TASK STATEMENT: Lay out everything from the start of the lines down to the line containing "[[560, 320, 578, 450]]" as a two-column CSV with the header request,bounding_box. Each row should hold one request and its answer, with each value in a single quoted field and any line breaks replaced by spaces. Omit the pictures.

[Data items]

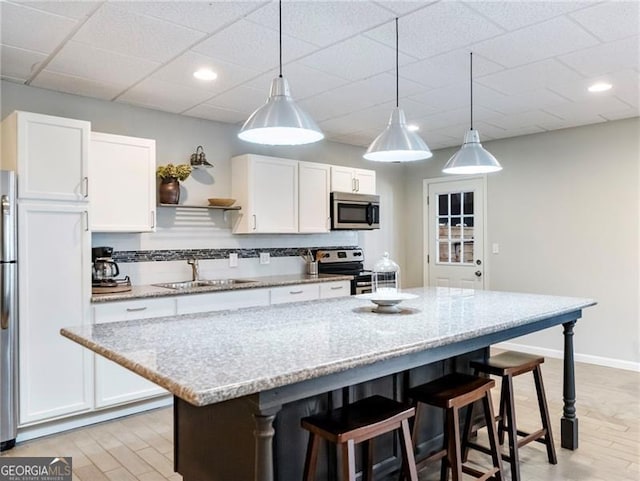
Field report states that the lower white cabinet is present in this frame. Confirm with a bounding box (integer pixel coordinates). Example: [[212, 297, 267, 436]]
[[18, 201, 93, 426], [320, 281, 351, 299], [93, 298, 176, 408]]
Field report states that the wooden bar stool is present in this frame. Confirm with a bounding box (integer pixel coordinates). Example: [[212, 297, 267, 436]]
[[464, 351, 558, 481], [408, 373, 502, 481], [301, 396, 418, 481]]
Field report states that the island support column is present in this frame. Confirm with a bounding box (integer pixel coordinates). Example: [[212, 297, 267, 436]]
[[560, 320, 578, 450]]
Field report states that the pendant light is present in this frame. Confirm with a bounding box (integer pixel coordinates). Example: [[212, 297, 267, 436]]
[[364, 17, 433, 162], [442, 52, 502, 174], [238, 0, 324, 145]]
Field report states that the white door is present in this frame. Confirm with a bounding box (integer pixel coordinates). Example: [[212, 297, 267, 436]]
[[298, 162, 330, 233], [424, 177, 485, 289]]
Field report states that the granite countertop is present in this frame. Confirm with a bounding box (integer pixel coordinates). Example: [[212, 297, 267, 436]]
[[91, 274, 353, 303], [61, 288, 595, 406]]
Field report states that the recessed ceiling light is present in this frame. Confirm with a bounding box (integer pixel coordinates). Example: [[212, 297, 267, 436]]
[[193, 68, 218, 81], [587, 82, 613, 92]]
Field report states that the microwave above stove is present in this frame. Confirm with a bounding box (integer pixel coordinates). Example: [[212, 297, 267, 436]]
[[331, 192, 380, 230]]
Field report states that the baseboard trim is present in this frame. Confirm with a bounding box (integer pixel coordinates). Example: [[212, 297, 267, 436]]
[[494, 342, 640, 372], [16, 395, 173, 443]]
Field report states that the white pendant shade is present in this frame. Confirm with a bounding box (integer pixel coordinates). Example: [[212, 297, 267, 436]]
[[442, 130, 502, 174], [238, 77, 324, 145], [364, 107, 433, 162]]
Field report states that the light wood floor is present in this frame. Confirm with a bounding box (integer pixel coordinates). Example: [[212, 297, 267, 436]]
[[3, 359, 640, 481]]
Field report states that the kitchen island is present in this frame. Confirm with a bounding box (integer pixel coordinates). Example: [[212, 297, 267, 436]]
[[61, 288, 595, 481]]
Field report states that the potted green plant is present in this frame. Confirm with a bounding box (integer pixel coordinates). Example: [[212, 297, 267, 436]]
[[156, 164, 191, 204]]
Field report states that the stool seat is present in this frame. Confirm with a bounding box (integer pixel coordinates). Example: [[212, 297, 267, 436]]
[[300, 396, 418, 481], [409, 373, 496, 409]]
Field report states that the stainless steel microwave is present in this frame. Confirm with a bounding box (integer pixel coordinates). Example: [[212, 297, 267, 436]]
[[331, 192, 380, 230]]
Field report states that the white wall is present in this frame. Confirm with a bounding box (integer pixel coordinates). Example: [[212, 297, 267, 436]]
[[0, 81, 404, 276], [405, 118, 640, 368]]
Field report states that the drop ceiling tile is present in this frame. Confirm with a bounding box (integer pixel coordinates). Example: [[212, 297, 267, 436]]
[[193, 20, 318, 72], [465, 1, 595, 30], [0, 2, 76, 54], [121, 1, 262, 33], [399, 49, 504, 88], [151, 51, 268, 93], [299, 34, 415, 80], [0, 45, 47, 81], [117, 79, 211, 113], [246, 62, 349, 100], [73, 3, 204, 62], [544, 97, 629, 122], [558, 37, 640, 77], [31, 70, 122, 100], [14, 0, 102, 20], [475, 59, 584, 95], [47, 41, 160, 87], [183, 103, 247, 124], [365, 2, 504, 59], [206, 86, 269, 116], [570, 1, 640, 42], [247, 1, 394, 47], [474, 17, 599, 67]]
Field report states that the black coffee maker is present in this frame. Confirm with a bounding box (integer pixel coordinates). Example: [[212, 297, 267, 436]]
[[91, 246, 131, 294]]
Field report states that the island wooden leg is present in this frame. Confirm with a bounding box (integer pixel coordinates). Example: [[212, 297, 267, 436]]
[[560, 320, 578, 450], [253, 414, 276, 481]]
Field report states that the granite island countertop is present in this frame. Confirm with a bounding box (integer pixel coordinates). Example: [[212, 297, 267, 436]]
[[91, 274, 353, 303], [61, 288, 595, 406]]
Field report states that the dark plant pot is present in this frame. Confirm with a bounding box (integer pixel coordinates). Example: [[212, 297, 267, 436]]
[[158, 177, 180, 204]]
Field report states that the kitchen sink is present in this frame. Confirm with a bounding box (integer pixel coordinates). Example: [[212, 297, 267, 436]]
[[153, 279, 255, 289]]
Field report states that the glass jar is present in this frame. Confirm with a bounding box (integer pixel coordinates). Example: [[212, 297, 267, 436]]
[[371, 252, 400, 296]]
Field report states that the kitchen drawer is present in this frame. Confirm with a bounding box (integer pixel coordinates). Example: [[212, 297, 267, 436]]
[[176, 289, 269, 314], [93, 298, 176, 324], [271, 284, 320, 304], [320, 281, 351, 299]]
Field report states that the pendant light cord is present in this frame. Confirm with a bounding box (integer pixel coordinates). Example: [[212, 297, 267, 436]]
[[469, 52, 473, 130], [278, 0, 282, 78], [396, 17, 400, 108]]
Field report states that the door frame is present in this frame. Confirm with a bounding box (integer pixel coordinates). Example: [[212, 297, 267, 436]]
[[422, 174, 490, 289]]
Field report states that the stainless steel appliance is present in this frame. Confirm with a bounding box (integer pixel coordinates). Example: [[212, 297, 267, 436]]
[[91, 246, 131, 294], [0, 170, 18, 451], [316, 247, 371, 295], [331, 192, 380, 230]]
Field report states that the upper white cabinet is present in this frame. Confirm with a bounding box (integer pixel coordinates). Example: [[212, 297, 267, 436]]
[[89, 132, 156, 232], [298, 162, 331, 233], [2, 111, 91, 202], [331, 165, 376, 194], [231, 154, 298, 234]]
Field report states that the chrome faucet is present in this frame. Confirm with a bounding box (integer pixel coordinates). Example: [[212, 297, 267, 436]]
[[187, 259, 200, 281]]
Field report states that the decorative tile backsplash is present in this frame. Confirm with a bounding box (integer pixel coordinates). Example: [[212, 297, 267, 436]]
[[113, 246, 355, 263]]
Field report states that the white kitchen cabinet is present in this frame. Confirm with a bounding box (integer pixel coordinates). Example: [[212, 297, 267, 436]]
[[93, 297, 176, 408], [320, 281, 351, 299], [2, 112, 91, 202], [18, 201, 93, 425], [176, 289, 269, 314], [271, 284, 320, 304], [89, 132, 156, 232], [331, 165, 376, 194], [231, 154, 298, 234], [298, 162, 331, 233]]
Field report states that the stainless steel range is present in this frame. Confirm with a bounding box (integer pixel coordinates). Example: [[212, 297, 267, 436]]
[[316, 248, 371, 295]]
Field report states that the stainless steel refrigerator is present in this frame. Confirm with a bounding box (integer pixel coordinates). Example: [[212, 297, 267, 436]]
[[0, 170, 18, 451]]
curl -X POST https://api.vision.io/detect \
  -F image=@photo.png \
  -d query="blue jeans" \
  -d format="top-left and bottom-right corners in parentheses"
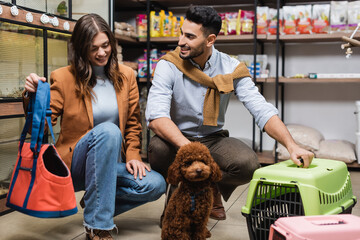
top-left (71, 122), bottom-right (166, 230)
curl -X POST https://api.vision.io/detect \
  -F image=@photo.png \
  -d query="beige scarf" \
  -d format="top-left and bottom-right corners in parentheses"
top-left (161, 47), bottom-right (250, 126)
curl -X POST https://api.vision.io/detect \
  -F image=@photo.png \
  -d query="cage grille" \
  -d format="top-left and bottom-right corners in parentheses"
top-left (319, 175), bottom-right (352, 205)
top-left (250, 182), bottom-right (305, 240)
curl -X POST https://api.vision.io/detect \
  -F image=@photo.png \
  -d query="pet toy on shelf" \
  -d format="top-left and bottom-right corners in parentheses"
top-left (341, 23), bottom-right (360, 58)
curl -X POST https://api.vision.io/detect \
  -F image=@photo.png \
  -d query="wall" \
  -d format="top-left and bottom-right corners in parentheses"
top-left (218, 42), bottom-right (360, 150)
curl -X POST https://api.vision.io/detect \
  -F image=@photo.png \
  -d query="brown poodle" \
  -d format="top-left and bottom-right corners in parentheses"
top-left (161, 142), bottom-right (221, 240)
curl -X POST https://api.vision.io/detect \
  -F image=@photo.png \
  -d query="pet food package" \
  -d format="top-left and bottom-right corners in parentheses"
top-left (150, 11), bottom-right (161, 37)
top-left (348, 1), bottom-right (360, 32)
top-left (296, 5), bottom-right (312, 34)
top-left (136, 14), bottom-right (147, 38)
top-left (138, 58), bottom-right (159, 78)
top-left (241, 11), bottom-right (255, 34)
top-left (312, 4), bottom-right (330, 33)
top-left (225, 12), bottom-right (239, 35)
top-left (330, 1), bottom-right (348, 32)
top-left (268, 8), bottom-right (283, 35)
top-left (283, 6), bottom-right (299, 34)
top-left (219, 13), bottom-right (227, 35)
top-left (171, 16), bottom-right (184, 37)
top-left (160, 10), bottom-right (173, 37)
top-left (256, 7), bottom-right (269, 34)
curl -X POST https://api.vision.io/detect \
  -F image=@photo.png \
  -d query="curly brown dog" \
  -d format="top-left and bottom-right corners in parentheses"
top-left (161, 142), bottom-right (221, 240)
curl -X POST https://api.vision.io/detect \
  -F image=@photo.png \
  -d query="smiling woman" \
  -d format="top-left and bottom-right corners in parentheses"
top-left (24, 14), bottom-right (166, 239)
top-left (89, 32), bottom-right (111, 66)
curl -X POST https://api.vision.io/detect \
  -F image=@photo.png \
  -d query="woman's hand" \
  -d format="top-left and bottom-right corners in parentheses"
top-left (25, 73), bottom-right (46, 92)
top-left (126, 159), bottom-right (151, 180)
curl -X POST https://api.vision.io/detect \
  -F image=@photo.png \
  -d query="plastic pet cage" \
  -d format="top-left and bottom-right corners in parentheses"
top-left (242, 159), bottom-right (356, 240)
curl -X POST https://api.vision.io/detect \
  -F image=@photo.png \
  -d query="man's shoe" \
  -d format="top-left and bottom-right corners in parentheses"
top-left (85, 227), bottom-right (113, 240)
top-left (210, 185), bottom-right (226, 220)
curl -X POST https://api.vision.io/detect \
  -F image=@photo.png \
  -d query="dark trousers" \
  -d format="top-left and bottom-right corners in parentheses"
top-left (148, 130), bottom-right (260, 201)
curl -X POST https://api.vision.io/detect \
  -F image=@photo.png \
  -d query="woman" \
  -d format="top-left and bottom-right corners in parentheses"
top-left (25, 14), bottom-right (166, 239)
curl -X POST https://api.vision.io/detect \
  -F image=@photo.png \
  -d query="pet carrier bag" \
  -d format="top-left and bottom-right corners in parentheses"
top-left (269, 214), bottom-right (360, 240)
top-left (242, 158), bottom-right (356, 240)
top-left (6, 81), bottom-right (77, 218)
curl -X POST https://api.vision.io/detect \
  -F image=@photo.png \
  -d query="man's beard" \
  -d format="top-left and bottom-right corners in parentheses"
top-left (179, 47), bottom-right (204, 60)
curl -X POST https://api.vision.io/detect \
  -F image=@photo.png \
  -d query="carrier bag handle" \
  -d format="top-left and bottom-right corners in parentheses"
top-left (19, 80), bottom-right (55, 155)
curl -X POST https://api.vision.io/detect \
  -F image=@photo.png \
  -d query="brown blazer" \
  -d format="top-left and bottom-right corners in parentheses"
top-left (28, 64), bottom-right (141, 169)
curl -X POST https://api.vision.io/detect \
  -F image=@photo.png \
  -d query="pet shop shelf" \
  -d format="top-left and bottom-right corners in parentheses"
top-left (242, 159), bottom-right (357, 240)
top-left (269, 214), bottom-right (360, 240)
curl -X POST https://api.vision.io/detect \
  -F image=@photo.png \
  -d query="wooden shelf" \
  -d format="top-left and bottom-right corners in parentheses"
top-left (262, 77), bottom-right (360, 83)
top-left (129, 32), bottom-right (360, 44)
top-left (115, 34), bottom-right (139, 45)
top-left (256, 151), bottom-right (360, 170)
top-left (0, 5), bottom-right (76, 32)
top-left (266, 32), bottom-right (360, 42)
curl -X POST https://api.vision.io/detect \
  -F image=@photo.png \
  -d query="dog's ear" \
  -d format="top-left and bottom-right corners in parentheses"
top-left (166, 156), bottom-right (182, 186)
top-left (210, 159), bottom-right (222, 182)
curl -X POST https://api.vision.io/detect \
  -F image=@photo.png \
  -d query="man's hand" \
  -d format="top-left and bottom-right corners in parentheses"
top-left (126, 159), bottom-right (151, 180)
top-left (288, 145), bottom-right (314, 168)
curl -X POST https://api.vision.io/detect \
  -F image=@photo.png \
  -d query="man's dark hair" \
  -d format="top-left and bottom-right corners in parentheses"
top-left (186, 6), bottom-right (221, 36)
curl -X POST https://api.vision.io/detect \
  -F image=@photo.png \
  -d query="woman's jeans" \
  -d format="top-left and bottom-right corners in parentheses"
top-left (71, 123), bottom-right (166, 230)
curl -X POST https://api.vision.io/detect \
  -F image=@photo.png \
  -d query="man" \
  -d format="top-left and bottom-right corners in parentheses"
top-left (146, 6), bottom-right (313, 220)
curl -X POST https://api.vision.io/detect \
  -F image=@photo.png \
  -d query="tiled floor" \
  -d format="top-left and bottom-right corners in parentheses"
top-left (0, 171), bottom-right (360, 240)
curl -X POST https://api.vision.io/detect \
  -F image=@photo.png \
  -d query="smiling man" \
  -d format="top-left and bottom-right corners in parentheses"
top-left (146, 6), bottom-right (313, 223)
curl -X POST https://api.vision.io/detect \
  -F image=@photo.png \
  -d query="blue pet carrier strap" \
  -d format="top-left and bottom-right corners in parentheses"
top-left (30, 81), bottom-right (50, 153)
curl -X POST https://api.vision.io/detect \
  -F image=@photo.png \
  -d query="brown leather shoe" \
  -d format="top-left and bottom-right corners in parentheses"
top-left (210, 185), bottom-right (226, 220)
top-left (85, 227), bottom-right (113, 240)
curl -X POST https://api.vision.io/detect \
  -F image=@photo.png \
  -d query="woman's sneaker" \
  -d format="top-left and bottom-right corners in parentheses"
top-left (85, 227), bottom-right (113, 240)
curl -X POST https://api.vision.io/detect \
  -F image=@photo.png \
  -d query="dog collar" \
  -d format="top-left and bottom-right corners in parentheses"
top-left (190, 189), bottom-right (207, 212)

TASK RESPONSE:
request,bounding_box
"Field report states that the lower white cabinet is present in this frame. Confirm with a bounding box (integer pixel coordinates). Example: [[212, 297, 267, 436]]","[[18, 201, 93, 426], [320, 281, 351, 299], [93, 298, 176, 408]]"
"Field report states that the wooden bar stool is present in this frame. Confirm with a bounding box (integer pixel coordinates). Example: [[212, 297, 267, 436]]","[[464, 351, 558, 481], [408, 373, 502, 481], [301, 396, 418, 481]]"
"Field report states that the island support column is present in this frame. Confirm with a bounding box (integer pixel coordinates). Example: [[212, 297, 267, 436]]","[[560, 320, 578, 450]]"